AIM
Reproduce the records below, from the line containing "of the wrought" through the end of the records, with the requests included and left unchanged. Multiply every coordinate in the answers by 1.15, rounding each result to a whole number with halves rounded up.

INPUT ROWS
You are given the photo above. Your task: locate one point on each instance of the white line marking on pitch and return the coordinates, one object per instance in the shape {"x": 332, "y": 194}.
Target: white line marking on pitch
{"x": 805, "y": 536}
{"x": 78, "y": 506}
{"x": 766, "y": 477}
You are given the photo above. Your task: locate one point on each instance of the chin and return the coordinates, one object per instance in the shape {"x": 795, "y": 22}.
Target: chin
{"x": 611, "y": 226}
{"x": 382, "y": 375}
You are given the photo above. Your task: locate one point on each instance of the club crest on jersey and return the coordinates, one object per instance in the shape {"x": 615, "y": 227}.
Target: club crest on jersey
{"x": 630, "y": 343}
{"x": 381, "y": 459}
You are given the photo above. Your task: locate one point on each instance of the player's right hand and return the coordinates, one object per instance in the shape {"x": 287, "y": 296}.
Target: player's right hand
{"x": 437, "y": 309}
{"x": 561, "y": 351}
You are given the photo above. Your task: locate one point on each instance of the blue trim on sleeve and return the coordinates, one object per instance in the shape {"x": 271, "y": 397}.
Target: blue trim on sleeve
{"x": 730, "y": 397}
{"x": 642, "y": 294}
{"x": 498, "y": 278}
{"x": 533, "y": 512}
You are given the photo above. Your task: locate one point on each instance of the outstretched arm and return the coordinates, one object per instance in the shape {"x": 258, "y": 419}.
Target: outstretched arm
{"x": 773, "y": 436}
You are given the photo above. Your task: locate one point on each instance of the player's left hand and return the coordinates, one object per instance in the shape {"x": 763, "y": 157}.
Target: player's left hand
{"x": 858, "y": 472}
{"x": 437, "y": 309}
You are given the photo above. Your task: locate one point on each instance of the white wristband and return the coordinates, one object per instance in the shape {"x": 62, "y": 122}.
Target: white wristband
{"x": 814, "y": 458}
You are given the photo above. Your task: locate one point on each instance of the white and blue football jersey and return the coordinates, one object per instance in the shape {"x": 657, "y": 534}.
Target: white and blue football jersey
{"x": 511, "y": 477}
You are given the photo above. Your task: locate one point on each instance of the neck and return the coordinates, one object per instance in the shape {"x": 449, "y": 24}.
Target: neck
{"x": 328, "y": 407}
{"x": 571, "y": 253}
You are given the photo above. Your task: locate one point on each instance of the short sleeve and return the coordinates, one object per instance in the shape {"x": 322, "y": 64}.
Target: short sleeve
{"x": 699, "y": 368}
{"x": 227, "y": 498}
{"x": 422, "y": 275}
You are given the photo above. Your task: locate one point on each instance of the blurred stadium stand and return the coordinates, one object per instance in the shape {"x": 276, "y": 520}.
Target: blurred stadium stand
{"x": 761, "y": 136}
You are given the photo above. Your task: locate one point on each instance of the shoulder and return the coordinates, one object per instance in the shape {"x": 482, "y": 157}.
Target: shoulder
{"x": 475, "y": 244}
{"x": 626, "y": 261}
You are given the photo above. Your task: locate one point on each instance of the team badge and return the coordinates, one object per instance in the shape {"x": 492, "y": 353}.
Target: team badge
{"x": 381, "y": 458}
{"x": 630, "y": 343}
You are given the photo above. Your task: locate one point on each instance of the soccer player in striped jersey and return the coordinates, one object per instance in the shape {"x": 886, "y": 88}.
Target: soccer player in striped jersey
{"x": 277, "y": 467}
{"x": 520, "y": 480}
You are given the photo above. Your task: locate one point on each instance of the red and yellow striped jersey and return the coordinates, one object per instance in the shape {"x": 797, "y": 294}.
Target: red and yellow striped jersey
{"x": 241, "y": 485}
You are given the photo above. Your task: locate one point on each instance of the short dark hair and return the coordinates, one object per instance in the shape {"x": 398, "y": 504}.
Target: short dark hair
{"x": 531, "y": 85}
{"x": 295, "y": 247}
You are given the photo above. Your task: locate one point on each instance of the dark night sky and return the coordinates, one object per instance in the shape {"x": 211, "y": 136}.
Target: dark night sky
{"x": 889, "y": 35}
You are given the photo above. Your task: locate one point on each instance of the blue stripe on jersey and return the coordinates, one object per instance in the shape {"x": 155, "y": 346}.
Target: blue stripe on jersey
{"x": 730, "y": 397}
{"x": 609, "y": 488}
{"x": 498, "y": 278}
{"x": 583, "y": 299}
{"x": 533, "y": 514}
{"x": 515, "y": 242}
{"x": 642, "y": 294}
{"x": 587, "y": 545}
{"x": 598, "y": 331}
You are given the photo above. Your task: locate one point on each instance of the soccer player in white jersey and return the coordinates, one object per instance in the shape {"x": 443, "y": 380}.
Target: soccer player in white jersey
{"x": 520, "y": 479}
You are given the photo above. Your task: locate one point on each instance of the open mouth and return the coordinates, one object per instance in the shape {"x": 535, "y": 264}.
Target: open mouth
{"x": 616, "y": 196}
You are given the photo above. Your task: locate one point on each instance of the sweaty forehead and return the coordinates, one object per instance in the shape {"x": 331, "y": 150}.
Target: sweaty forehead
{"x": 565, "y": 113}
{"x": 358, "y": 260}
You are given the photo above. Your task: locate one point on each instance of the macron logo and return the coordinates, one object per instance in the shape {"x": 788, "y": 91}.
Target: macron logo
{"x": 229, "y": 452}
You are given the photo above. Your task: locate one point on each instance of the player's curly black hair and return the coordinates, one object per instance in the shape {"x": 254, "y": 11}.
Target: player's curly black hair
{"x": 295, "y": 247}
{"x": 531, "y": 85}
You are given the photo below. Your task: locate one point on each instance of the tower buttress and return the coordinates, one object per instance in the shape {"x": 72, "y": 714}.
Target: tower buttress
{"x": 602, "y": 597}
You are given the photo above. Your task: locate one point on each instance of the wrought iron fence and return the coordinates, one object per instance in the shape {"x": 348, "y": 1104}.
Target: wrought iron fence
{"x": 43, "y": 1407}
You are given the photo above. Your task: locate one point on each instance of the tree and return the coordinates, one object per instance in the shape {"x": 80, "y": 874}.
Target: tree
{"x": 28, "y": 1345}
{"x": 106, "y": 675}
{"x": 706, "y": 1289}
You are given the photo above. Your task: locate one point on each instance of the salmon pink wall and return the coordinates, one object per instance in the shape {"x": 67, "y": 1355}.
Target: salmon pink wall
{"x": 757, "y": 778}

FULL SOLUTION
You are given the photo above. Your task: locate one point on each instance of the wrought iron fence and return the coordinates, one object per instance in the shape {"x": 348, "y": 1104}.
Target: wrought iron fence
{"x": 49, "y": 1618}
You are given the photo above. Your task: locate one point on each instance of the tree and return the coordinates, one object per instance in the shape {"x": 80, "y": 874}.
Target: tree
{"x": 32, "y": 1547}
{"x": 122, "y": 776}
{"x": 812, "y": 1482}
You are given the photo above. Your task: locate one point on each instance of the salmon pink wall and return the coordinates, one object per instance in the shape {"x": 67, "y": 1355}.
Target: salmon pink wall
{"x": 871, "y": 895}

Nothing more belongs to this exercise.